Lesetext.
Rennen um SPÖ-Vorsitz: Dreikampf in der SPÖ
Aus 73 Kandidaturen bleiben am Ende nur drei mögliche Bewerber*innen für den SPÖ-Vorsitz in Österreich. Am 22. Mai wird das Ergebnis bekanntgegeben.
Es hätte ein Duell zwischen SPÖ-Parteichefin Pamela Rendi-Wagner und ihrem innerparteilichen Rivalen Hans Peter Doskozil werden sollen. Rendi-Wagner wollte den Querulanten aus Eisenstadt mit einer Neuwahl auf einem Sonderparteitag ruhigstellen. Doskozil hatte auf die Befragung der Basis gesetzt. Jetzt sieht sich Österreichs größte Oppositionspartei in ein ungeplantes Experiment mit Basisdemokratie gestürzt, dessen Ausgang unabsehbar ist. Denn die Parteilinke hat mit Andreas Babler, dem populären Bürgermeister der niederösterreichischen Kleinstadt Traiskirchen, einen starken Kandidaten bekommen, der in letzter Minute noch über 9.000 Menschen motiviert haben dürfte, vor dem Stichtag 31. März der SPÖ beizutreten.
Abstimmen dürfen rund 148.000 Mitglieder bei der Befragung, die von 24. April bis 10. Mai über die Bühne gehen soll. Die Wahlkommission verständigte sich auch darauf, die Abstimmung digital und postalisch abzuwickeln, wie Harry Kopietz, der Vorsitzende der Wahlkommission nach der Sitzung bekannt gab. Beschlossen wurde auch, dass bei doppelter Abstimmung die postalische Stimmabgabe die Onlinestimmabgabe schlage.
Unklare Stimmungslage bei den Parteimitgliedern
Die gelernte Ärztin Pamela Rendi-Wagner, die der SPÖ seit dem Abgang von Ex-Kanzler Christian Kern Ende 2018 vorsteht, wird allgemein als kompetent und sympathisch beschrieben. Allerdings verlief ihre Zeit als Vorsitzende eher glücklos. Trotz guter Konjunktur für sozialdemokratische Ideen ging eine Wahl nach der anderen verloren.
Und die Partei hat die Quereinsteigerin, die 2017 als unabhängige Gesundheitsministerin in die Regierung gekommen war, auch nicht im Griff. Jüngstes Beispiel war die Video-Ansprache des ukrainischen Präsidenten Wolodimir Selenski im österreichischen Parlament Ende März. Sie selbst ließ sich aus gesundheitlichen Gründen entschuldigen und die Hälfte der SPÖ-Abgeordneten blieb aus teils sehr fadenscheinigen, teils fragwürdigen Gründen der Sondersitzung fern. Am Osterwochenende musste der SPÖ-Chef der Stadt Schwechat zurücktreten, nachdem ein Foto von ihm in der Uniform des ehemaligen sowjetischen Geheimdienstes NKWD in den sozialen Netzwerken die Runde machte.

Datensätze.
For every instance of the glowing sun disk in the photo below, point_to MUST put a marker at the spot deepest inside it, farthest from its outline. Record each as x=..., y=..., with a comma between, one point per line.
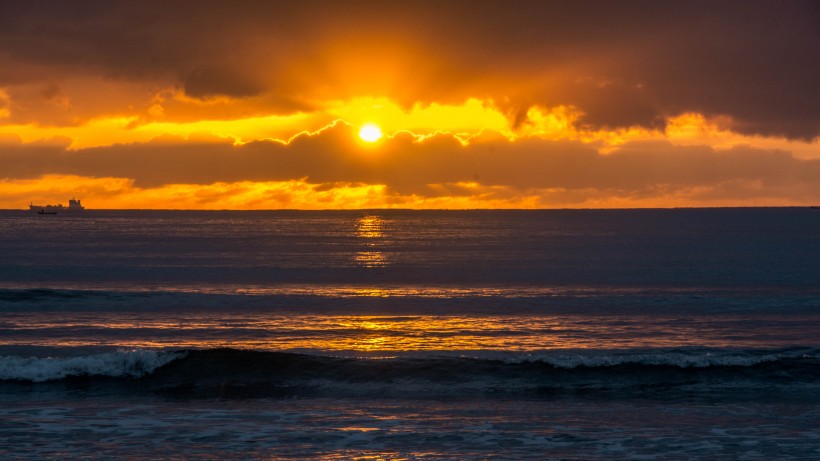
x=370, y=132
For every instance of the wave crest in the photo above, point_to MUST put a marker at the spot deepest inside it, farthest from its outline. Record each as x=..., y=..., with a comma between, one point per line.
x=130, y=363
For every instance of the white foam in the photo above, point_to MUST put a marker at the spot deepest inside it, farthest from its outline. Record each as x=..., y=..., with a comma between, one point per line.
x=127, y=363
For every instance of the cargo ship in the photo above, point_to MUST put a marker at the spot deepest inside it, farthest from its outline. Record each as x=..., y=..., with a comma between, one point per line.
x=74, y=206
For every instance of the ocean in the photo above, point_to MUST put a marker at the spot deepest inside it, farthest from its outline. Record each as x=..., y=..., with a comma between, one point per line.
x=661, y=334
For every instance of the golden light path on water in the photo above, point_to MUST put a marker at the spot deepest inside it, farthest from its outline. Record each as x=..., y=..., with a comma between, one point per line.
x=377, y=335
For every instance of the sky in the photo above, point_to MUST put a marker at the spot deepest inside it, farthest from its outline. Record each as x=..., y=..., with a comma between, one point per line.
x=468, y=104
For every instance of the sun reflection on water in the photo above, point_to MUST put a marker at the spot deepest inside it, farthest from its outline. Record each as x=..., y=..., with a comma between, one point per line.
x=370, y=228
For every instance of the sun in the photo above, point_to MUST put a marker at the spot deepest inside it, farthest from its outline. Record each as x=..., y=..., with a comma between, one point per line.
x=370, y=132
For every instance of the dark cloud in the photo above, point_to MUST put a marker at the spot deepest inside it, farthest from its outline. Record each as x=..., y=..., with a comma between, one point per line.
x=434, y=167
x=623, y=63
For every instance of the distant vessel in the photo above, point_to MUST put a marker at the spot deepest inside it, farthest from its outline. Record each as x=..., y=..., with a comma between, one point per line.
x=74, y=206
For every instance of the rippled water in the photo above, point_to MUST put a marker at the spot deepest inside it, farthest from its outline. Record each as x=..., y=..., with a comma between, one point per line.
x=627, y=334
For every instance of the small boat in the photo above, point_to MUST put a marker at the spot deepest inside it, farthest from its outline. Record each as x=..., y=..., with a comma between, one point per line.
x=74, y=206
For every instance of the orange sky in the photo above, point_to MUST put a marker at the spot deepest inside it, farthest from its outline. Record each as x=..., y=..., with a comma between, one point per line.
x=254, y=105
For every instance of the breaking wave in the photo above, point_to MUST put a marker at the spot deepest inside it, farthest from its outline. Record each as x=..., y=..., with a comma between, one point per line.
x=233, y=373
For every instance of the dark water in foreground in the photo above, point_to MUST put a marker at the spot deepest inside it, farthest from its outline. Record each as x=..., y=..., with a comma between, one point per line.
x=628, y=334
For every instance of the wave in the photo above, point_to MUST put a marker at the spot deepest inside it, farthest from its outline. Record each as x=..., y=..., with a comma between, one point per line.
x=132, y=363
x=247, y=373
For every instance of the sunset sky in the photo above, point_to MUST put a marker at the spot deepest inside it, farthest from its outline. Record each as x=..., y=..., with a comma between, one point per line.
x=480, y=104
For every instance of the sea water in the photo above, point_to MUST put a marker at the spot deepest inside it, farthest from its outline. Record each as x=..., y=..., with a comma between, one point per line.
x=395, y=334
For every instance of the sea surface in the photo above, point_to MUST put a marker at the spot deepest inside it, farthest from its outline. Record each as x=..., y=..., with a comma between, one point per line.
x=390, y=334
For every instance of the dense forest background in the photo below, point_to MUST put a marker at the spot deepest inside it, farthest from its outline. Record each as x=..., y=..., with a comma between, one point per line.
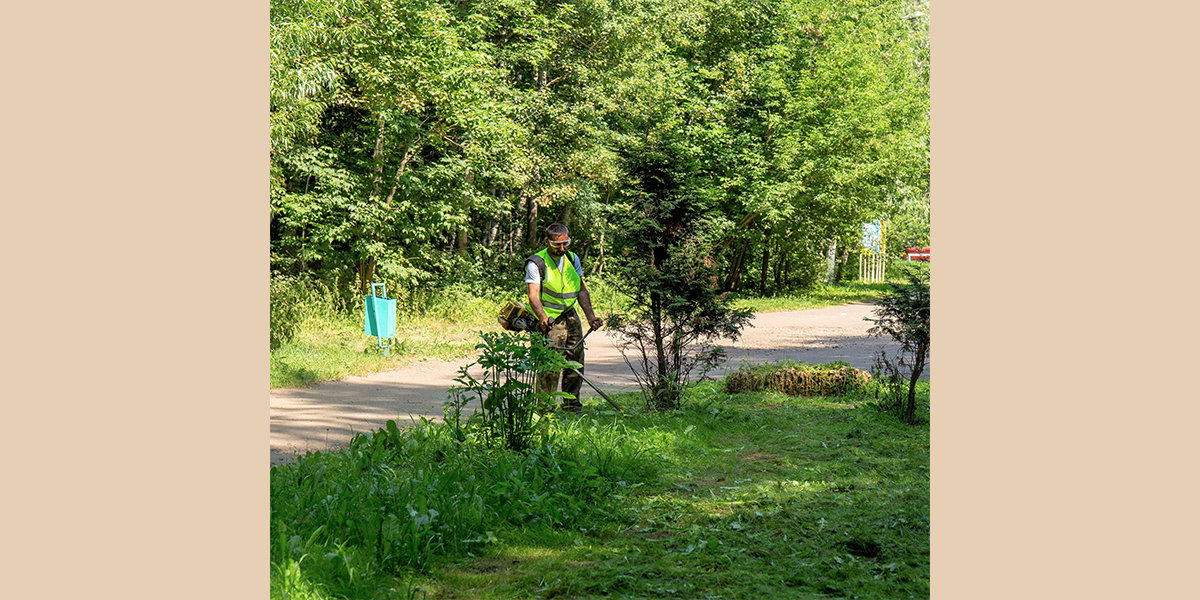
x=429, y=143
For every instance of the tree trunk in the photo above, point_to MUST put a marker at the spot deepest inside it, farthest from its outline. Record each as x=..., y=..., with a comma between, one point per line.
x=599, y=268
x=766, y=262
x=832, y=262
x=735, y=274
x=841, y=265
x=533, y=238
x=460, y=246
x=918, y=367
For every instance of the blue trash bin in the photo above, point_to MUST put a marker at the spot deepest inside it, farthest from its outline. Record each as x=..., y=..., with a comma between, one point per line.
x=379, y=316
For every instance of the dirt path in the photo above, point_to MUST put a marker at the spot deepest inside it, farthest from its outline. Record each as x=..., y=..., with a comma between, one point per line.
x=328, y=414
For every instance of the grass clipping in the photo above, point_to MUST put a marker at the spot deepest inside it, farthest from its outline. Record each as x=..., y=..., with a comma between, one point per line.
x=798, y=379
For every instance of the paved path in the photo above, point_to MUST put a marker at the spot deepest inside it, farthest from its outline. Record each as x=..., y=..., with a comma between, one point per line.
x=328, y=414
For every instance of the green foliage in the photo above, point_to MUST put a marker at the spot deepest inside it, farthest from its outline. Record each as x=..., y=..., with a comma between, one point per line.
x=429, y=143
x=676, y=309
x=799, y=379
x=396, y=499
x=838, y=489
x=904, y=316
x=508, y=396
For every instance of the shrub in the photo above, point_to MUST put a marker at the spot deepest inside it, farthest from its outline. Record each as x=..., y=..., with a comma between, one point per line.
x=798, y=379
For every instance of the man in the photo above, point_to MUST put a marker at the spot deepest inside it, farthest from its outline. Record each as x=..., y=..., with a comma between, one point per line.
x=556, y=285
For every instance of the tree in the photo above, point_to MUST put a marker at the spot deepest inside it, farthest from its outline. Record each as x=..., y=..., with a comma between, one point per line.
x=904, y=316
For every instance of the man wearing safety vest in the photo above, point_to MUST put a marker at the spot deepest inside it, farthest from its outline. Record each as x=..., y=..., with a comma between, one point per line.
x=556, y=285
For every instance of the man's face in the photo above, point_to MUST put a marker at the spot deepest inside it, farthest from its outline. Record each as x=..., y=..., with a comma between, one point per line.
x=558, y=244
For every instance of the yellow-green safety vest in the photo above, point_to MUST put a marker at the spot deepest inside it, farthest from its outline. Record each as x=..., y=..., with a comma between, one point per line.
x=559, y=289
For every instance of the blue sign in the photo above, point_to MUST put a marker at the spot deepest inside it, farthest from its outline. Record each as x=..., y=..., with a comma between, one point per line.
x=873, y=237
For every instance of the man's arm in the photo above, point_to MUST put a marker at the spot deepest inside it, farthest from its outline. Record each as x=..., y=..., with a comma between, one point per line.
x=535, y=305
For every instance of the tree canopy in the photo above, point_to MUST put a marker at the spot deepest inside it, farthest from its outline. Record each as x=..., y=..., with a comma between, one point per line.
x=412, y=141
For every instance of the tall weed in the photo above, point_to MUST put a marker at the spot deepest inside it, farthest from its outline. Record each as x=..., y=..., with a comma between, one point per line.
x=401, y=498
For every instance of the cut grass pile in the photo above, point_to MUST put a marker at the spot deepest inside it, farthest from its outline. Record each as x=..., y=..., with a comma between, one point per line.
x=748, y=496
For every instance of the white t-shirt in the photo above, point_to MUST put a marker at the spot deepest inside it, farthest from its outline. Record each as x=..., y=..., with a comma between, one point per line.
x=534, y=276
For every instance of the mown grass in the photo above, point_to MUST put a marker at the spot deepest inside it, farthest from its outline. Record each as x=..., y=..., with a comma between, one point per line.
x=733, y=497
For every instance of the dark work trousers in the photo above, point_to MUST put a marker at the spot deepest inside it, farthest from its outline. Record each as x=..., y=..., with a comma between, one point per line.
x=565, y=333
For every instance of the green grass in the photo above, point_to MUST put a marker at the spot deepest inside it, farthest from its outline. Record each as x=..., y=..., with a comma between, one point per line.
x=733, y=497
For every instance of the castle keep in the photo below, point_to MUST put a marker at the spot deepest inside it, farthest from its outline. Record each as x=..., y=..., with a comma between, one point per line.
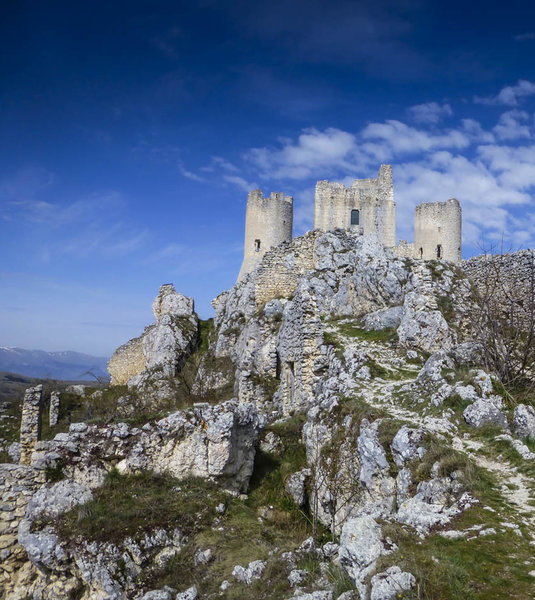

Arbeitsauftrag A. Schreibe aus dem Lesetext über den SPÖ-Vorsitz den Abschnitt von "Unklare Stimmungslage bei" bis "der anderen verloren." wortgetreu ab.
Arbeitsauftrag B. Warum ist der Ausgang der Mitgliederbefragung laut dem Lesetext unabsehbar? Antworte in ein bis drei Sätzen.
Arbeitsauftrag C. Fasse den Lesetext über das Rennen um den SPÖ-Vorsitz in drei Sätzen zusammen.

Antwort A.
Unklare Stimmungslage bei den Parteimitgliedern
Die gelernte Ärztin Pamela Rendi-Wagner, die der SPÖ seit dem Abgang von Ex-Kanzler Christian Kern Ende 2018 vorsteht, wird allgemein als kompetent und sympathisch beschrieben. Allerdings verlief ihre Zeit als Vorsitzende eher glücklos. Trotz guter Konjunktur für sozialdemokratische Ideen ging eine Wahl nach der anderen verloren.

Antwort B. Der Ausgang ist unabsehbar, weil die Parteilinke mit Andreas Babler, dem populären Bürgermeister der niederösterreichischen Kleinstadt Traiskirchen, einen starken Kandidaten bekommen hat. Er dürfte in letzter Minute noch über 9.000 Menschen motiviert haben, vor dem Stichtag 31. März der SPÖ beizutreten.

Antwort C. Aus 73 Kandidaturen bleiben drei mögliche Bewerber*innen für den SPÖ-Vorsitz, und neben Parteichefin Pamela Rendi-Wagner und ihrem Rivalen Hans Peter Doskozil hat die Parteilinke mit Andreas Babler einen starken Kandidaten bekommen. Rund 148.000 Mitglieder dürfen vom 24. April bis 10. Mai digital und postalisch abstimmen, und am 22. Mai wird das Ergebnis bekanntgegeben. Rendi-Wagner wird als kompetent und sympathisch beschrieben, doch ihre Zeit als Vorsitzende verlief eher glücklos, weil eine Wahl nach der anderen verloren ging und sie die Partei nicht im Griff hat.